**OBJECTIVE**
Can you rewrite the material below, substituting "one point per instance" for every "one dot per instance" and leaving everything else unchanged?

Point annotation material:
════════════════════

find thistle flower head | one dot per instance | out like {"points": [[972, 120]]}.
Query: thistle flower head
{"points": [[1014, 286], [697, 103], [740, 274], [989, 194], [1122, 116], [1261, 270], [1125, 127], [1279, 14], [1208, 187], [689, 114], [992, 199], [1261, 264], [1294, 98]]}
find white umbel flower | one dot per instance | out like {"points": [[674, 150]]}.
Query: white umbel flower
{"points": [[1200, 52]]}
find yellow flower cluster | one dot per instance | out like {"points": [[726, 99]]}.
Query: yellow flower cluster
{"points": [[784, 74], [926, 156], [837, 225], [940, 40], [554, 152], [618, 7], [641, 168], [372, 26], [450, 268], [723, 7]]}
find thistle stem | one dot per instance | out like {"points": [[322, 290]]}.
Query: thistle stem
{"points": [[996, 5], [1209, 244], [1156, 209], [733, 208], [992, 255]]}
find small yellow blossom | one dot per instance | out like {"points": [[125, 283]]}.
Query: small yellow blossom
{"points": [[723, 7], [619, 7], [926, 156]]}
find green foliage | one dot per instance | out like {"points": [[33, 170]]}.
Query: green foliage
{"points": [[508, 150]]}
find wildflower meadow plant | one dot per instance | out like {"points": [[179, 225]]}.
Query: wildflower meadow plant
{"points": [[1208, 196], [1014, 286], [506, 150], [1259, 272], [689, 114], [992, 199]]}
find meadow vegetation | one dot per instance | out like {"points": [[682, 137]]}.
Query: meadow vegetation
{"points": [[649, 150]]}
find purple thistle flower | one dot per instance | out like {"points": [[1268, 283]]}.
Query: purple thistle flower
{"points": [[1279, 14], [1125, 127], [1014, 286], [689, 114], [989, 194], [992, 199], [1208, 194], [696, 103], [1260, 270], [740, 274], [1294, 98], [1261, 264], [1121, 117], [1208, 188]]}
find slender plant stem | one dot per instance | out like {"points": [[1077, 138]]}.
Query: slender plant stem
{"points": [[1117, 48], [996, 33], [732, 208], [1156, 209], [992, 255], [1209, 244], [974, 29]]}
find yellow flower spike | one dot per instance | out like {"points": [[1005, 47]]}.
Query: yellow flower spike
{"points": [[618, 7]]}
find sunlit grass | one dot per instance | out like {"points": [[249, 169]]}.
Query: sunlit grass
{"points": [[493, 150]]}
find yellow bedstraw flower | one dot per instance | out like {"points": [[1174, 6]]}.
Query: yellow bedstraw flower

════════════════════

**EXERCISE SOLUTION**
find thistle flower head | one point per instance | out like {"points": [[972, 120]]}.
Query: thistle flower head
{"points": [[1014, 286], [697, 103], [740, 274], [989, 194], [1122, 116], [1261, 270], [1125, 127], [1279, 14], [1208, 187], [689, 114], [992, 199], [1261, 264], [1294, 98]]}
find white umbel flower | one point per instance | out like {"points": [[674, 150]]}.
Query: white umbel flower
{"points": [[1200, 52]]}
find yellow flower cluster | one point per instance | out like {"points": [[726, 99]]}.
Query: yellow flower cluster
{"points": [[784, 74], [926, 156], [837, 225], [940, 40], [554, 152], [618, 7], [641, 168], [372, 26], [450, 268], [723, 7]]}
find thistle stem | one point per instance | out like {"points": [[322, 290]]}.
Query: thistle stem
{"points": [[996, 5], [1209, 244], [1156, 209], [733, 208], [992, 255]]}
find small yellow blossom | one point per instance | out like {"points": [[125, 283]]}.
Query: small yellow blossom
{"points": [[723, 7], [619, 7], [926, 156]]}
find green foliage | one point per instance | out like {"points": [[33, 170]]}.
Query: green foliage
{"points": [[508, 150]]}
find wildflower meadow plant | one point per instance | out like {"points": [[179, 225]]}.
Query: wildflower meadow plant
{"points": [[1208, 196], [1014, 286], [506, 150], [1259, 272], [689, 114], [992, 199]]}
find meadow vegetation | one point per instance | out like {"points": [[682, 137]]}.
Query: meadow vegetation
{"points": [[649, 150]]}
find purple thistle flower | one point per instance | out like {"points": [[1268, 283]]}.
Query: purple thistle flower
{"points": [[1279, 14], [1125, 127], [1014, 286], [689, 114], [989, 194], [992, 199], [1208, 194], [696, 103], [1260, 270], [740, 274], [1294, 98], [1261, 264], [1121, 117], [1208, 188]]}
find slender plant stem | one point per instance | out like {"points": [[1077, 138]]}.
Query: slender plant stem
{"points": [[1117, 48], [996, 33], [732, 208], [1156, 209], [992, 255], [1209, 244], [974, 29]]}
find yellow flower spike | one point per instance | out like {"points": [[1005, 47]]}.
Query: yellow flower spike
{"points": [[618, 7]]}
find sunlit grass | one point per instance | out like {"points": [[249, 169]]}.
Query: sunlit grass
{"points": [[493, 150]]}
find yellow bedstraw flower | one point per instance | out like {"points": [[1174, 6]]}.
Query: yellow bedstraw flower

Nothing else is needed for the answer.